##### Data for review #####

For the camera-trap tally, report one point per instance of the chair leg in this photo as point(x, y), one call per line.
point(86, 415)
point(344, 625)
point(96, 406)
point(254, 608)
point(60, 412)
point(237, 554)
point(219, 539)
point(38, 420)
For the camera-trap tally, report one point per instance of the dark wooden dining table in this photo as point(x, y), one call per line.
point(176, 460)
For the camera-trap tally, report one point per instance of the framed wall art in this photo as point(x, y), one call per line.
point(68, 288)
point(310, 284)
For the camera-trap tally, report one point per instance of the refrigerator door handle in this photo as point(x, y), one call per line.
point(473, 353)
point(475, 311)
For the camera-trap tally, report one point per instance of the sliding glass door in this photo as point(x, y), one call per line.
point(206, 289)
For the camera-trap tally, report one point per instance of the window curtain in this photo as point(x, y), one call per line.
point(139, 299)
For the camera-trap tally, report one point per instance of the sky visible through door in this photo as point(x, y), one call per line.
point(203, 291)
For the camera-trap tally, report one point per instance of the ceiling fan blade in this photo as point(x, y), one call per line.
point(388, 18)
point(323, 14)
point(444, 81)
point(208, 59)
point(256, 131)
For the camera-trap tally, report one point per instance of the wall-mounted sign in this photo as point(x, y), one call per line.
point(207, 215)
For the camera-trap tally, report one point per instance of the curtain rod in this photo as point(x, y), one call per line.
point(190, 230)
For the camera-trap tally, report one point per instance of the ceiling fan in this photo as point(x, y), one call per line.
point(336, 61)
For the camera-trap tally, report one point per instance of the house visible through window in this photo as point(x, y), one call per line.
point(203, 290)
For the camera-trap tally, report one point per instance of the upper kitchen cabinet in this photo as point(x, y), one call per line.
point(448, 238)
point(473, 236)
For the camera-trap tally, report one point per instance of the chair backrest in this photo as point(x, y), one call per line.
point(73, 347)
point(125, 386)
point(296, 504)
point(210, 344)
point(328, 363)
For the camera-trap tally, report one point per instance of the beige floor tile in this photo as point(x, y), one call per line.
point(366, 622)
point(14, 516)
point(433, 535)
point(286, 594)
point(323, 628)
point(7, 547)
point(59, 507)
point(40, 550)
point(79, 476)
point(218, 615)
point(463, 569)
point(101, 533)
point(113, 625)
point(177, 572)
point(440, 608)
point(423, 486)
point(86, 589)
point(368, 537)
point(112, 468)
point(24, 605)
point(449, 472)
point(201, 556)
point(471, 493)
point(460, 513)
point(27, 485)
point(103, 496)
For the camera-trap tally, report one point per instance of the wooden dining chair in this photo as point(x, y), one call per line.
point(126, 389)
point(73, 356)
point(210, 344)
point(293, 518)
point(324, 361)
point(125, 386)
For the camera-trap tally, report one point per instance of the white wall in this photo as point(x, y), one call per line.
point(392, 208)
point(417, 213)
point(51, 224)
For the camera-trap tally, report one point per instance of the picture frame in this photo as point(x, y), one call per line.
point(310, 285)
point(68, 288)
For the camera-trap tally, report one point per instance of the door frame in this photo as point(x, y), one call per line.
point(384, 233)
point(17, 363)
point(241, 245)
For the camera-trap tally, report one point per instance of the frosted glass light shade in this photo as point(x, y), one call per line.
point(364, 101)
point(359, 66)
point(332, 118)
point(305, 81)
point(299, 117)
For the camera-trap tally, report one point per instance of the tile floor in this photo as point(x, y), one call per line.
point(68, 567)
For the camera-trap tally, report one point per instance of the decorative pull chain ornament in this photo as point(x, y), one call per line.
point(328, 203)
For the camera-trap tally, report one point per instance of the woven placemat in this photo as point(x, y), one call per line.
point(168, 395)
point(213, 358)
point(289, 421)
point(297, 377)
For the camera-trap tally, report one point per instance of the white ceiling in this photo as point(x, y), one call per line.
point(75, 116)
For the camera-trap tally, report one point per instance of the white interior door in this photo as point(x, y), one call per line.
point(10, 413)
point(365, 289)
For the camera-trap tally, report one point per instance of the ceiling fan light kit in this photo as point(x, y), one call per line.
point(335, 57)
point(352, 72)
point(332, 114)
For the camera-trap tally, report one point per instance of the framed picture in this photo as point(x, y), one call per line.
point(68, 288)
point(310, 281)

#####

Exercise description.
Return the material above in full, exactly as written.

Written response.
For the camera-trap tally, report one point per instance of the chair leg in this photo as point(x, y), one call per line.
point(86, 415)
point(344, 625)
point(96, 406)
point(254, 608)
point(60, 412)
point(237, 554)
point(219, 539)
point(38, 420)
For the camera-trap tally, report one point per instance of the dark wooden dining table in this photo as point(x, y), one call per line.
point(176, 460)
For the camera-trap tally, report one point per instance of the framed wall art in this photo as point(x, y), one call per line.
point(68, 288)
point(310, 284)
For the camera-trap tally, report one point per instance of the refrigerator door handle in this photo as point(x, y), one call per line.
point(473, 353)
point(475, 311)
For the camera-trap tally, report one point per instance of the sliding glass door in this photo as point(x, y), one call per line.
point(206, 289)
For the camera-trap tally, report one point per instance of the window curtain in this photo as point(x, y), one call per line.
point(139, 299)
For the camera-trap tally, report one point per instance of the sky visible through door in this photo as point(x, y), one call per line.
point(203, 291)
For the camera-trap tally, report one point per instance of the ceiling fan blade in this photo as point(x, y), one call per line.
point(388, 18)
point(323, 14)
point(444, 81)
point(208, 59)
point(256, 131)
For the camera-trap tally, report one point per instance of the wall-mounted sign in this photo as point(x, y), one call per line.
point(207, 215)
For the camera-trap tally, report one point per instance of the curtain rod in this photo as point(x, y), one call per line.
point(190, 230)
For the camera-trap tally, report one point per instance of the ceiling fan in this photo as point(x, y), one call per line.
point(336, 61)
For the camera-trap tally, report one point per instance of the house visible through window in this photo as point(x, y), one call per line.
point(203, 290)
For the camera-trap tally, report one point per instance of the upper kitchen cabinet in this photo as point(x, y), one call per line.
point(448, 238)
point(473, 236)
For the camera-trap tally, report one point per instance of the chair backrest in this photo as point(x, y), one call per line.
point(73, 347)
point(125, 386)
point(296, 504)
point(210, 344)
point(328, 363)
For the camera-trap tally, report one point per instance of the beige floor tile in this photo as point(x, y), one call per line.
point(366, 622)
point(14, 516)
point(433, 535)
point(286, 594)
point(323, 628)
point(7, 547)
point(59, 507)
point(40, 550)
point(79, 476)
point(218, 615)
point(463, 569)
point(101, 533)
point(113, 625)
point(177, 572)
point(440, 608)
point(423, 486)
point(86, 589)
point(368, 537)
point(112, 468)
point(24, 605)
point(449, 472)
point(201, 556)
point(471, 493)
point(460, 513)
point(27, 485)
point(103, 496)
For the camera-trap tally, report one point per instance of the wooden dining chair in this photo as point(x, y), one call per line.
point(126, 389)
point(73, 356)
point(210, 344)
point(293, 518)
point(324, 361)
point(125, 386)
For the camera-trap tally, report one point per instance of the white wall in this photo as point(x, y), one call per line.
point(392, 208)
point(417, 213)
point(51, 224)
For the camera-trap tally, report one point per instance of the picture frame in this photo as point(x, y), one call per line.
point(310, 285)
point(68, 288)
For the camera-trap tally, report one point per instance of the door frame in this photo as point(x, y), one call per line.
point(384, 233)
point(17, 363)
point(241, 245)
For the camera-trap tally, report one point per instance of the frosted glass light shade in this photo as point(x, y), one call per line.
point(364, 101)
point(359, 66)
point(332, 118)
point(305, 81)
point(299, 117)
For the camera-trap tally, report one point per instance of the tile floor in this photo as point(x, y), one call per line.
point(68, 567)
For the camera-trap tally, report one point per instance of the decorative pull chain ornament in this photo as point(x, y), one call per line.
point(328, 203)
For the camera-trap tally, report one point per instance of the woven placemat in this photo as point(x, y), one call per line.
point(168, 395)
point(213, 358)
point(289, 421)
point(297, 377)
For the camera-trap tally, report one point per instance of the white ceiling in this photo as point(x, y), one call per line.
point(75, 116)
For the camera-trap tally, report one point per instance of the white interior door in this photo as point(x, y), one call per line.
point(10, 413)
point(365, 289)
For the camera-trap tally, report one point per instance of the ceiling fan light kit in this photo as point(x, y), one call per line.
point(335, 57)
point(352, 72)
point(332, 114)
For the camera-trap tally, report one point per instance of the framed picture in this photo as point(x, y), one call per line.
point(68, 288)
point(310, 281)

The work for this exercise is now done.